WHAT YOU SHOULD DO
Rewrite the rows, starting at the first one and ending at the line that contains "[[184, 132, 261, 353]]", replacing "wooden" with "timber" and leaving everything else unchanged.

PROVIDED ENTRIES

————

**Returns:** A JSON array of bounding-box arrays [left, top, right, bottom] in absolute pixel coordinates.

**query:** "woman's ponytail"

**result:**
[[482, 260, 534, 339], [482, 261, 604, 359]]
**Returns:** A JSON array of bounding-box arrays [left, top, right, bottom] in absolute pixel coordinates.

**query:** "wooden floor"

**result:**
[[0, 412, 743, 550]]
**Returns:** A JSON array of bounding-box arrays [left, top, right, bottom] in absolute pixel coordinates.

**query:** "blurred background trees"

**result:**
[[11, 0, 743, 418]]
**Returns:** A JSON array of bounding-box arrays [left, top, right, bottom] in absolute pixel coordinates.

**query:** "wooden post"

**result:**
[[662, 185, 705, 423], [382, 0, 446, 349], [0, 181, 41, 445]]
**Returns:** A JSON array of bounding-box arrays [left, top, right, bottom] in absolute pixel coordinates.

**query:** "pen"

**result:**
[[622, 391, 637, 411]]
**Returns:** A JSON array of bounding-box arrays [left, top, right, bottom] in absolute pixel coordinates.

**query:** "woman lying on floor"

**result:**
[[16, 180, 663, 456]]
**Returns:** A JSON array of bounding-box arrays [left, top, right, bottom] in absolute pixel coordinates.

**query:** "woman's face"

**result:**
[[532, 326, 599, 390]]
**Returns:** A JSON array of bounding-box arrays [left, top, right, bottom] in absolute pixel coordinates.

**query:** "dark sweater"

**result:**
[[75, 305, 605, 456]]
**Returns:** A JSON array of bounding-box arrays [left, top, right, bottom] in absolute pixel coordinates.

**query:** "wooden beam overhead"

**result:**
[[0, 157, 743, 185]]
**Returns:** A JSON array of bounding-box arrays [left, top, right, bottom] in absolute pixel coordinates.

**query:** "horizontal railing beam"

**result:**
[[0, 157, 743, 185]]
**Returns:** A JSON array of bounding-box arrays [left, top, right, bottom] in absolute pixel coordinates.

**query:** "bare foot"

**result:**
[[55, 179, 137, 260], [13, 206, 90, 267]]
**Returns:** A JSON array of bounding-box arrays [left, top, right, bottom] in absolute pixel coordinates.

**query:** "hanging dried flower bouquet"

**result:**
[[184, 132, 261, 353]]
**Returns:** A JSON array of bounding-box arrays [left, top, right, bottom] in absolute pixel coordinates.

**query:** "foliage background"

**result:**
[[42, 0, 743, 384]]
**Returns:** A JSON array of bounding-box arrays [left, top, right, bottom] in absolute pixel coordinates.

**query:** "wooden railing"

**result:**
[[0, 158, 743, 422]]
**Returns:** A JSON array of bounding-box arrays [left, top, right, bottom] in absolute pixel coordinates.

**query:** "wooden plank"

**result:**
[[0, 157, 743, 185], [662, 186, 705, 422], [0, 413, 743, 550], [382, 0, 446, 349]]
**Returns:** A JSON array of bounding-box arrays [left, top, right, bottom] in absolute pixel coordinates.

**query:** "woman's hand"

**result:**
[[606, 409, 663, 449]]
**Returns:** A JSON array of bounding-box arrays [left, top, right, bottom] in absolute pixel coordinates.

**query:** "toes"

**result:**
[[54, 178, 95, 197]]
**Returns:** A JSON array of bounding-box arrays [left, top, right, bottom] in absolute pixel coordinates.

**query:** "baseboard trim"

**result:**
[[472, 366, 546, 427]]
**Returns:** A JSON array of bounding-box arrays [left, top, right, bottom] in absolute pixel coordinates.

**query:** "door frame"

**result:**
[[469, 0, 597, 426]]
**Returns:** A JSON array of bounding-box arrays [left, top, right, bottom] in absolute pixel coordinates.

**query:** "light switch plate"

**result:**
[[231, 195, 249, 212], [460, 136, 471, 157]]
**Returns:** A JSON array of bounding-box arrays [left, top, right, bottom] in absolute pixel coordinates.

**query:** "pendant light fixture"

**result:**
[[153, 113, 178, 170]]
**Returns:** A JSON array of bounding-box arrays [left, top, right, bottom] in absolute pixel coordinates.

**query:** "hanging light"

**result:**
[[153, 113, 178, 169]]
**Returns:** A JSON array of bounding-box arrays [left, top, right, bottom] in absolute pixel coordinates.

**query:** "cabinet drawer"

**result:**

————

ANSWER TO THIS EXERCISE
**Returns:** A JSON array of bounding-box arrays [left, top, right, bottom] in absolute pixel coordinates.

**query:** "woman's ponytail"

**result:**
[[482, 260, 534, 339], [482, 261, 604, 359]]
**Returns:** A JSON array of bounding-box arrays [left, top, right, bottom] in absolute pixel coordinates.

**query:** "timber floor"

**result:**
[[0, 412, 743, 550]]
**Returns:** A JSON array of bounding-box arrays [left, top, right, bottom] in absolute pixel coordinates.

**query:** "blurred background trees"

**result:**
[[11, 0, 743, 418]]
**Returns:** A JSON array of bounding-box arrays [left, top, right, bottom] in absolute pixel coordinates.

**query:** "timber post"

**result:**
[[662, 185, 705, 423], [382, 0, 446, 349], [0, 181, 41, 445]]
**Returns:** A JSON array of bounding-box arrays [left, top, right, bottom] in absolute pixel coordinates.

**query:** "pen"

**result:**
[[622, 391, 637, 411]]
**Returns:** A JSON array of bounding-box arrays [left, top, right, bottom] in absolute pixel coordinates.

**query:** "woman lying on floor"

**result:**
[[16, 180, 663, 456]]
**Returns:** A JSON array of bounding-box arrays [left, top, right, bottom] in absolute pixel coordinates.

**query:** "woman's face"

**result:**
[[532, 326, 599, 390]]
**Returns:** A JSON array of bounding-box arrays [left, top, right, bottom] in absolute pixel coordinates.

**query:** "dark sweater"

**result:**
[[75, 305, 605, 456]]
**Returns:** A JSON array of bounding-box arrays [left, top, right, bottom] in absolute pixel coordinates.

**query:** "timber beam overhead"

**result:**
[[0, 157, 743, 185]]
**Returns:** A JSON array of bounding-box arrays [left, top, right, bottom] in absolute pixel coordinates.

**query:** "horizontal railing beam"

**result:**
[[0, 157, 743, 185]]
**Returns:** A JSON array of bounding-box arrays [left, top, right, bottom] in absolute pixel coordinates.

**query:** "bare foot"

**result:**
[[55, 179, 137, 260], [13, 206, 90, 267]]
**Returns:** A JSON array of bounding-box arrays [left, top, right, bottom] in absolute pixel coordinates.

**query:** "hanging dried flower bouquet"

**result:**
[[184, 132, 261, 353]]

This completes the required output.